• _Listed entries_:
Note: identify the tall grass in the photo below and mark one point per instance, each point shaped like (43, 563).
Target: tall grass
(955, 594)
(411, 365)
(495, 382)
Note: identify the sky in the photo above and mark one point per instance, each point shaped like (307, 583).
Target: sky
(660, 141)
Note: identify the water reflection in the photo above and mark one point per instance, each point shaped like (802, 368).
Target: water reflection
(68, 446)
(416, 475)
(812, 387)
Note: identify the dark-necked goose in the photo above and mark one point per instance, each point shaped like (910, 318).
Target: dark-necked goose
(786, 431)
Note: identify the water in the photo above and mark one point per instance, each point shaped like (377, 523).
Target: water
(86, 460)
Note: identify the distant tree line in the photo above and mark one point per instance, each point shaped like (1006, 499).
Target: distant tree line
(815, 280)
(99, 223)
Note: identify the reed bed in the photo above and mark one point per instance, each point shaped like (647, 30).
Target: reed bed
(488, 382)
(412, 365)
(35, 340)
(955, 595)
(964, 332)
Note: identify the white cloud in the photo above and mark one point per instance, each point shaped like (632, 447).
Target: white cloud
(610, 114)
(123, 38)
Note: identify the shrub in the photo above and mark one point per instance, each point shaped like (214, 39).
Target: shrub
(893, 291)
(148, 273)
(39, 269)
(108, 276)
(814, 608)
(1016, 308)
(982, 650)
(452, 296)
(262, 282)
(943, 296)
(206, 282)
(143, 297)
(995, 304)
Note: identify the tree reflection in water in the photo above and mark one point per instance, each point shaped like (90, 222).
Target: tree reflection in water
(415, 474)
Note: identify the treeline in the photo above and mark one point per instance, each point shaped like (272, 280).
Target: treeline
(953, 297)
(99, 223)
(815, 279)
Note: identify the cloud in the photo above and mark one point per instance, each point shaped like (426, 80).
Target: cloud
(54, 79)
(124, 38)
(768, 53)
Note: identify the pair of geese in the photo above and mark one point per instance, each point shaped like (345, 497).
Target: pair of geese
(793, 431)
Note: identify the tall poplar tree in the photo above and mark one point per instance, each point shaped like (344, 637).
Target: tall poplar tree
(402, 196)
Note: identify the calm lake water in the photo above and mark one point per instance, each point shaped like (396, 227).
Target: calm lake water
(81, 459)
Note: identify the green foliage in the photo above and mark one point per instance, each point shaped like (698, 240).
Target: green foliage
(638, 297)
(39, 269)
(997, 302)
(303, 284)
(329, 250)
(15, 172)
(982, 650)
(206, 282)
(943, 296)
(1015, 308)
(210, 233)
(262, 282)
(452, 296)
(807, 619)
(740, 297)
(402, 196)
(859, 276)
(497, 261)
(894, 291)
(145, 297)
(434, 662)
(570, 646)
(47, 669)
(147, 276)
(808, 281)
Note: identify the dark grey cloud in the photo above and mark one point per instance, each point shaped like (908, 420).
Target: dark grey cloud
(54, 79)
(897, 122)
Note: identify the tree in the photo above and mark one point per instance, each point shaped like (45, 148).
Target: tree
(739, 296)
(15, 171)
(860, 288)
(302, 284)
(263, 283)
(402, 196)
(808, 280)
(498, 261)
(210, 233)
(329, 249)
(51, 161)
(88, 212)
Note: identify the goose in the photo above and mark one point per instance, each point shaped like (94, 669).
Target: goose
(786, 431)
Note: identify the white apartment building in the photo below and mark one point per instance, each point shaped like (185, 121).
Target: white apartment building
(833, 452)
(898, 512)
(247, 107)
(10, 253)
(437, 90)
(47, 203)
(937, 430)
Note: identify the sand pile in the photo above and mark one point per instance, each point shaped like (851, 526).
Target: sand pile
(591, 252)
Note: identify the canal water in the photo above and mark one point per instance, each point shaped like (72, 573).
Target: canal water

• _Task item_: Output only the number of lines in the data above that include the word "below".

• _Result of this exercise_: 2